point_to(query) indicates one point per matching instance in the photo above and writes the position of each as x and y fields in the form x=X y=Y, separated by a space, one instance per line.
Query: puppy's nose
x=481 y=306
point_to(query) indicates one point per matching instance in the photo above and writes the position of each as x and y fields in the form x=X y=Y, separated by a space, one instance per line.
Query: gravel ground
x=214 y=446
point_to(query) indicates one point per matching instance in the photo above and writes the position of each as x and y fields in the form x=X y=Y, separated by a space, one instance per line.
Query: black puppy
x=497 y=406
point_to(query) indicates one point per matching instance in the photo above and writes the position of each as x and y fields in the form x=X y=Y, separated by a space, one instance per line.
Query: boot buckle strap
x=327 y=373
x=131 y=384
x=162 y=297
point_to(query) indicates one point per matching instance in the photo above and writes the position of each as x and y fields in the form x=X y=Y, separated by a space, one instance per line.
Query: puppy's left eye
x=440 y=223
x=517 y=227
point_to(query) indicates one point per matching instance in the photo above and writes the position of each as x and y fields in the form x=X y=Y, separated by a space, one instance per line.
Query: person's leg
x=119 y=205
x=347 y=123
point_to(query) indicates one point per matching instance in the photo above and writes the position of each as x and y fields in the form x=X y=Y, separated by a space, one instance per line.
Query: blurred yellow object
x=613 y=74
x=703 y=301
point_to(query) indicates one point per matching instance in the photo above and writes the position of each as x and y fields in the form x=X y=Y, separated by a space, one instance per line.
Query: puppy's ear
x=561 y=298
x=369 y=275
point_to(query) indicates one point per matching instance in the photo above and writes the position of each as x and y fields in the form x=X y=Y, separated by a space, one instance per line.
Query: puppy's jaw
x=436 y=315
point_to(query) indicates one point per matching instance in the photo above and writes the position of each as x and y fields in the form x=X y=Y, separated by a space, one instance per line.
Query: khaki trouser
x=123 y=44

──────────────────────────────

YOUR OBJECTIVE: Transcribe all of the records exactly.

SOLUTION FOR THIS EXERCISE:
point_to(query) indicates one point per matching instance in the photo above and writes the position of each as x and y fields in the form x=X y=Y, separated by a space, one instance per line.
Query: puppy's nose
x=481 y=306
point_to(query) indicates one point per matching instance in the photo above and writes the position of each as x and y fields in the form x=X y=Y, separated by a space, one instance per line.
Query: gravel ground
x=214 y=446
point_to(query) indicates one point per matching instance in the photo above and writes the position of each as x and y fields in the form x=X y=Y, separated by a space, one instance per line.
Query: black puppy
x=497 y=406
point_to(query) indicates one point per matching instance in the photo above and writes the position of each as x and y fields in the form x=X y=Y, separated by a space, one instance per line.
Query: boot buckle strap
x=327 y=373
x=131 y=384
x=162 y=297
point_to(query) indicates one point per matching instance in the photo above and writes the position of each as x and y fields in the form x=X y=Y, separated by a space, one instance per line.
Query: puppy's left eye
x=440 y=223
x=517 y=227
point_to(query) indicates one point per matching instance in the photo above and writes the position of each as x and y fields in the form x=X y=Y, separated by a space, one instance per line.
Query: person's leg
x=119 y=205
x=347 y=123
point_to(query) indicates one point per matching instance in the photo above and writes the position of each as x and y fields in the form x=X y=Y, separated by a space, one instance per line.
Query: blurred yellow object
x=613 y=74
x=703 y=301
point_to(query) indicates one point per matching instance in the photo above and writes the position of each as x and y fields in the form x=X y=Y, separated by a space, one instance per line.
Query: puppy's ear
x=561 y=298
x=369 y=275
point_to(query) indicates one point per matching instance in the photo above and writes the position of each as x and y fields in the form x=X y=Y, separated by a space, one instance per line.
Query: puppy's jaw
x=436 y=315
point_to(query) indicates one point per matching instance in the photo above and writes the position of each as x and y fields in the form x=X y=Y, separated by a space, one instance per line.
Query: khaki trouser
x=123 y=44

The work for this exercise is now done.